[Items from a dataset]
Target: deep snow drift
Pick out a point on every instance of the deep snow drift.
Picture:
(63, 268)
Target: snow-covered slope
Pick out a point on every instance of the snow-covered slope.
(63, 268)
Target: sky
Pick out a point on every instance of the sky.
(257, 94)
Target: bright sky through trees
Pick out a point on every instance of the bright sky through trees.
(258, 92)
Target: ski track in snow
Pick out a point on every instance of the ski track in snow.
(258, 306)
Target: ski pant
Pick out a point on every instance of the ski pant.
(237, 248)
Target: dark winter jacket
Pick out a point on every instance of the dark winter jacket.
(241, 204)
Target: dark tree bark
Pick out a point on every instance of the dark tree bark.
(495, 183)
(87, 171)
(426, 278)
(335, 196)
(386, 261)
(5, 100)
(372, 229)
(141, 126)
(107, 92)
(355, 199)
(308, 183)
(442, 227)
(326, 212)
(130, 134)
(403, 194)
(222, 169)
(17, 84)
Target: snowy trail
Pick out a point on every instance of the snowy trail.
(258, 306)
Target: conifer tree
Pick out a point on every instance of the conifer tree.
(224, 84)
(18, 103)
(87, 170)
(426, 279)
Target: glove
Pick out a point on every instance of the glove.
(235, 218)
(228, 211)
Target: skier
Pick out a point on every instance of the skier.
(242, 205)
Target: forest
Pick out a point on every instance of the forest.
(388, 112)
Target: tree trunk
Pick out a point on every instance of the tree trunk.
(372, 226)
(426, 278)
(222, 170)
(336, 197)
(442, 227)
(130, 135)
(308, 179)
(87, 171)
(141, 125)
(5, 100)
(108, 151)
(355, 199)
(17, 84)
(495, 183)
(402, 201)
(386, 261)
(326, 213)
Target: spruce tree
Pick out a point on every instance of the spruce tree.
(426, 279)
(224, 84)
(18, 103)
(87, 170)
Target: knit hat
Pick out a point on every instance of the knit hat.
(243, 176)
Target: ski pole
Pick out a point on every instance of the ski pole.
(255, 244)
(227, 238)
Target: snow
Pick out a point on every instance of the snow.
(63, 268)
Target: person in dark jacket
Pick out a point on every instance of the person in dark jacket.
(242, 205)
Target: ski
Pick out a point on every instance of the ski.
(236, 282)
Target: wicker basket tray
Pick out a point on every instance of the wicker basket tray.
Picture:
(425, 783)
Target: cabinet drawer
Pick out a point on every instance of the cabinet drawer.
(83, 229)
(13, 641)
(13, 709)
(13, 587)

== Goal ==
Would you give again, word for word, every line from the one with "Target: knit hat" through the final line of the listing above?

== Complete response ==
Target: knit hat
Pick out a point on every instance of the knit hat.
(243, 176)
Target: ski pole
Pick out a point on every instance of the ski pole.
(255, 244)
(227, 238)
Target: snow
Pick out a point on every instance of the snow.
(63, 268)
Target: person in dark jacket
Pick out a point on every instance of the person in dark jacket.
(242, 205)
Target: ski
Pick out a point on every instance of the ski.
(236, 282)
Target: wicker basket tray
Pick out a point on every instance of the wicker basket tray.
Picture:
(425, 783)
Target: cabinet drawer
Pick out a point on every instance of the cabinet drawer.
(83, 229)
(13, 641)
(13, 709)
(13, 587)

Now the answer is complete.